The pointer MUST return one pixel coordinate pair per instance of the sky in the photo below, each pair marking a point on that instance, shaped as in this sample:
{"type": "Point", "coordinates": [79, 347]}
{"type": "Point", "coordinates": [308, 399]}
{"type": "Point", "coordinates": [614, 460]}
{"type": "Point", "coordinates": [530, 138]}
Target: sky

========================================================================

> **Short problem**
Present the rows above as a numbered list, leaving out any blank lines.

> **Output for this exercise**
1. The pointer MUST return one pixel coordinate pair per instance of the sky in the photo below, each pair marking a point on that instance, shaped as in this sample:
2. {"type": "Point", "coordinates": [79, 347]}
3. {"type": "Point", "coordinates": [308, 399]}
4. {"type": "Point", "coordinates": [614, 460]}
5. {"type": "Point", "coordinates": [530, 138]}
6. Target: sky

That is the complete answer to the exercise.